* start Selected extract *

All of this magic is possible through the use of public-key cryptography. If you are not familiar with this concept, public-key cryptography allows for a very particular way of encrypting information: there are two keys, a public key and a private one. The public one can be used to encrypt information but not decrypt it. The private one can be used for both encryption and decryption. With this in place, it is possible for a party (or several parties) to encrypt data that can only be decrypted by the party holding the private key. So, if you were to create a site to which you wanted to let users access safely (preventing MitM attacks or any sniffing), a potential way of doing this would be by providing each client with your public-key, so that when they wanted to request data from you, they could encrypt this request using your public key. Furthermore, in their initial request, they could send their public keys, so that you could safely reply back. Bam! You now have a secure channel.
Note: this is not the actual key exchange process used in TLS or SSL, but rather a simple example of how these concepts are applied.
One important consideration about public-key cryptography (a.k.a. asymmetric cryptography) is that it is computationally expensive. Certain important numbers that are part of the encryption algorithm must be very big to provide the necessary security (2048-bit numbers are the norm). In practice, to overcome this difficulty, once an encrypted two-way communication is established, a random secret key is generated and then shared between the server and the client. This enables symmetric encryption algorithms to be used instead (typically AES). These are much easier on the hardware.
Newer hardware supports accelerated AES encryption. This results in high throughput and very low power requirements for AES.

* end Selected extract *
* start Data provided *

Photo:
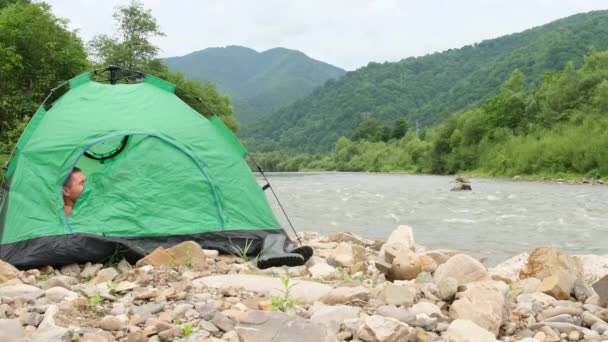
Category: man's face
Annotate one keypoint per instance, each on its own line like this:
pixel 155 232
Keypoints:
pixel 74 186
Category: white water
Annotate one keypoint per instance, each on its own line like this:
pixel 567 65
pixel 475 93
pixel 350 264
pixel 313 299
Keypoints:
pixel 498 219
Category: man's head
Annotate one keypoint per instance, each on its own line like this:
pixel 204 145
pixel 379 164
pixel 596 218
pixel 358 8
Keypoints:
pixel 74 185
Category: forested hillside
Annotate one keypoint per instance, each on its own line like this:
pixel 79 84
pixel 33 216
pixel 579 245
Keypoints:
pixel 426 89
pixel 258 82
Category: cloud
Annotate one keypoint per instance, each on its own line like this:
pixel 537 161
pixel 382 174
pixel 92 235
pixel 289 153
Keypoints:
pixel 346 33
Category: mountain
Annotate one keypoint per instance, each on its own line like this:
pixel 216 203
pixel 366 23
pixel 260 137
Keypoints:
pixel 428 88
pixel 258 82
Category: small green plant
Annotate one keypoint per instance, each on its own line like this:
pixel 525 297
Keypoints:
pixel 112 285
pixel 95 300
pixel 241 252
pixel 187 329
pixel 43 277
pixel 114 259
pixel 286 301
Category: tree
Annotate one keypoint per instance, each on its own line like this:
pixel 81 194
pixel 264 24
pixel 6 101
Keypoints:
pixel 400 129
pixel 37 53
pixel 131 48
pixel 371 130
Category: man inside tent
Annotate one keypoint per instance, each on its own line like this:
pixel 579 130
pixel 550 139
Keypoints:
pixel 72 189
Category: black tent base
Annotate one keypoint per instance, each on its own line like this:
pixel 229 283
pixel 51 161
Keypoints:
pixel 81 248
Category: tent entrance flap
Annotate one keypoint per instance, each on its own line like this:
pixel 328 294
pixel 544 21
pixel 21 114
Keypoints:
pixel 152 186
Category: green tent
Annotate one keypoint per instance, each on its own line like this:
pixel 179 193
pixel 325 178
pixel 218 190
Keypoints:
pixel 158 173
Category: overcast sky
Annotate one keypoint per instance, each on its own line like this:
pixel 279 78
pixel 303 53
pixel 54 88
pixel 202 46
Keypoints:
pixel 346 33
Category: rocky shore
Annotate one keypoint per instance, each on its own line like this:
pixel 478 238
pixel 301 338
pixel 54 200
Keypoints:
pixel 352 289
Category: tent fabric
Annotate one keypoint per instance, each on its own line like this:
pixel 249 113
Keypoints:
pixel 179 174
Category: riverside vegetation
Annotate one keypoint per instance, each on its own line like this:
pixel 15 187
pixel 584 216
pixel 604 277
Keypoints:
pixel 352 289
pixel 558 129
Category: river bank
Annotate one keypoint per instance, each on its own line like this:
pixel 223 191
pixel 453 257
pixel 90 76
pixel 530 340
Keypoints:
pixel 352 289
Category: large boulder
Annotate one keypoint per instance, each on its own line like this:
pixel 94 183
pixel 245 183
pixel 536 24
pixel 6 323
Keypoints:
pixel 383 329
pixel 462 330
pixel 601 288
pixel 278 326
pixel 557 271
pixel 333 316
pixel 7 272
pixel 398 295
pixel 10 330
pixel 404 265
pixel 305 291
pixel 346 254
pixel 403 235
pixel 189 254
pixel 462 268
pixel 347 295
pixel 483 303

* end Data provided *

# Given instruction
Reproduce the cryptography text word for word from "One important consideration" to "on the hardware.". Rely only on the cryptography text for what comes next.

# Answer to the task
One important consideration about public-key cryptography (a.k.a. asymmetric cryptography) is that it is computationally expensive. Certain important numbers that are part of the encryption algorithm must be very big to provide the necessary security (2048-bit numbers are the norm). In practice, to overcome this difficulty, once an encrypted two-way communication is established, a random secret key is generated and then shared between the server and the client. This enables symmetric encryption algorithms to be used instead (typically AES). These are much easier on the hardware.